Exercise: Would you copy out the whole listing exactly as given?
.....
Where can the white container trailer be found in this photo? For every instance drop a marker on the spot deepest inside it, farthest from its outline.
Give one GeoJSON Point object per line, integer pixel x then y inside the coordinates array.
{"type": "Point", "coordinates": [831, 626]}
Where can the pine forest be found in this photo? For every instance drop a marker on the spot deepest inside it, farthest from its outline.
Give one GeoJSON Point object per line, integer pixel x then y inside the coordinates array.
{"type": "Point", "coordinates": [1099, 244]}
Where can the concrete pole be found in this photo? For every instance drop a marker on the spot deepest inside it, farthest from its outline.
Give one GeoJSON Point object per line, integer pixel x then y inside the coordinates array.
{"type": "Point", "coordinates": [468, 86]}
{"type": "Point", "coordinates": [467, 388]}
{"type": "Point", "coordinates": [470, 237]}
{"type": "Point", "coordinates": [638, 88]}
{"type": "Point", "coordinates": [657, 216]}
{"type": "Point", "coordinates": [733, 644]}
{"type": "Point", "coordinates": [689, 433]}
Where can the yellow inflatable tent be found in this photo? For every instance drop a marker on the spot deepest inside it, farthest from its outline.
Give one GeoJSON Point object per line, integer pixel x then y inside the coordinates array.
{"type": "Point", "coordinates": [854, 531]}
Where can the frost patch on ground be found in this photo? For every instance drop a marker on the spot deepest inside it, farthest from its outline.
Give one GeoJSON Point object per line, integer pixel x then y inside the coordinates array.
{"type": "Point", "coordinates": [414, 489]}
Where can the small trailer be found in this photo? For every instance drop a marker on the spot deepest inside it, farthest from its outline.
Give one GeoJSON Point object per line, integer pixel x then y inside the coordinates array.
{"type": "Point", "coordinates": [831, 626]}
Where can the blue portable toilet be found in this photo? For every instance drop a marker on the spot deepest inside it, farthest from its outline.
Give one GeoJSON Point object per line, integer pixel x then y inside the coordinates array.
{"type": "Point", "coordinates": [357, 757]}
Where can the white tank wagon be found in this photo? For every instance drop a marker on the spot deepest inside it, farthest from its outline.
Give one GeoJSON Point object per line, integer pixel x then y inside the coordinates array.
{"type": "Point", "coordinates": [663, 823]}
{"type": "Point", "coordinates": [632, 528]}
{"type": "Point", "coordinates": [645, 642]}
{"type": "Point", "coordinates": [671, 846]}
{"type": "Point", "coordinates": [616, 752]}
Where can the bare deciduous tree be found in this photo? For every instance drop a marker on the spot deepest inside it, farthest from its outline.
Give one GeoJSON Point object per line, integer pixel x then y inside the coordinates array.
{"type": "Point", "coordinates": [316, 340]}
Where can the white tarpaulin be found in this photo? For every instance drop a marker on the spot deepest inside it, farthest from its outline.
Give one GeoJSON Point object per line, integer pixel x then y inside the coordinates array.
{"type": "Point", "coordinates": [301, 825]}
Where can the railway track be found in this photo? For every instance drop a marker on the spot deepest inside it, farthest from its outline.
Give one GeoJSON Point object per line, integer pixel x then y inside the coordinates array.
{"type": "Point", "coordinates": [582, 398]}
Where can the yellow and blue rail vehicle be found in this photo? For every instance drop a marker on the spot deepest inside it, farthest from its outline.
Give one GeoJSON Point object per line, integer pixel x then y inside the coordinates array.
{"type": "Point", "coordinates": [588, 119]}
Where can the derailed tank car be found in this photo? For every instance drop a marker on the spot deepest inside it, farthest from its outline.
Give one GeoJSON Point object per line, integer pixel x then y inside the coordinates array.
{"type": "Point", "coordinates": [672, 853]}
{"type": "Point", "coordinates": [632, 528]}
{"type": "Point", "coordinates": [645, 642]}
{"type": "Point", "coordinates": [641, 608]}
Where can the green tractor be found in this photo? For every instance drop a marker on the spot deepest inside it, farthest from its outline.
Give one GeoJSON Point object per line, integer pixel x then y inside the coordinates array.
.....
Correct output:
Where can the white container trailer be found in this photo? For every instance drop a marker on the spot deepest inside it, farthest from its outline.
Give one GeoJSON Point object per line, integer pixel x then y inside the coordinates array.
{"type": "Point", "coordinates": [831, 626]}
Where can the pine forest be found in this photo? For every instance drop a marker on the spot deepest inside it, farthest from its outline.
Give one GeoJSON Point object per line, integer pixel x then y inside the coordinates array.
{"type": "Point", "coordinates": [1099, 244]}
Where can the concrete pole be found in this photo? For every instance drop a marker on the spot deepest inside it, farthest from its outline.
Give one GeoJSON Point object per line, integer pixel x then y inside the coordinates array.
{"type": "Point", "coordinates": [468, 86]}
{"type": "Point", "coordinates": [467, 388]}
{"type": "Point", "coordinates": [470, 237]}
{"type": "Point", "coordinates": [638, 88]}
{"type": "Point", "coordinates": [657, 216]}
{"type": "Point", "coordinates": [733, 644]}
{"type": "Point", "coordinates": [689, 433]}
Where can the yellow inflatable tent be found in this photo? For every instance drop a marker on the spot deepest inside it, farthest from its outline.
Give one GeoJSON Point object per line, integer pixel x then y inside the coordinates array.
{"type": "Point", "coordinates": [854, 531]}
Where can the frost patch on ground be found in this photo? For every instance drop a marker on the spot deepest inside it, farthest from its outline.
Give one GeoJSON Point object per line, integer pixel x then y inside the coordinates array.
{"type": "Point", "coordinates": [414, 489]}
Where can the small trailer be found in this photo? For every instance drop a marker on the spot deepest inside it, farthest from its outline.
Give one GeoJSON Point object per line, integer pixel x then y inside the coordinates array.
{"type": "Point", "coordinates": [831, 626]}
Where can the blue portable toilet be found in this photo? For every instance drop a marker on the spot deepest inside it, farthest from its outline.
Give one GeoJSON Point object per line, integer pixel x then y inside the coordinates array.
{"type": "Point", "coordinates": [357, 757]}
Where can the white tank wagon be found in this photo? For every instance drop a marker on the spot deepest inside it, farthest from its outline.
Give one GeoJSON Point object per line, integer pixel x then y inside the coordinates array.
{"type": "Point", "coordinates": [663, 823]}
{"type": "Point", "coordinates": [632, 528]}
{"type": "Point", "coordinates": [645, 642]}
{"type": "Point", "coordinates": [671, 846]}
{"type": "Point", "coordinates": [616, 752]}
Where can the bare deciduous tree be found in this photo? For every instance drop a marker on the spot deepest inside it, farthest from its outline.
Give one GeoJSON Point object per line, integer pixel x then y inside the coordinates array.
{"type": "Point", "coordinates": [316, 340]}
Where can the white tarpaulin be found in this photo? For every instance drop a marker on the spot deepest inside it, farthest from its outline.
Give one GeoJSON Point object per line, integer pixel x then y inside the coordinates array.
{"type": "Point", "coordinates": [301, 825]}
Where can the railway track be found in this photo? For every instance drop a marker on the spot deepest inside it, farthest from its outline.
Give one GeoJSON Point object per line, integer pixel x then y inside the coordinates array.
{"type": "Point", "coordinates": [582, 398]}
Where can the yellow and blue rail vehicle be found in this photo? For every instance drop a marker on the spot deepest inside it, farthest from its outline.
Give one GeoJSON Point object per line, integer pixel x then y inside the coordinates array.
{"type": "Point", "coordinates": [588, 119]}
Where can the derailed tank car be found in this photo? For every instance drop a marker on the spot deepest inside it, farthest from its outline.
Give one GeoJSON Point object per line, integer pixel x then y inside the coordinates array.
{"type": "Point", "coordinates": [672, 853]}
{"type": "Point", "coordinates": [632, 528]}
{"type": "Point", "coordinates": [645, 642]}
{"type": "Point", "coordinates": [641, 608]}
Where can the green tractor be found in this photo? For every instance drop a marker on the spot deepest inside it, farthest from its outline.
Give one GeoJSON Point object per line, integer pixel x then y inside the coordinates array.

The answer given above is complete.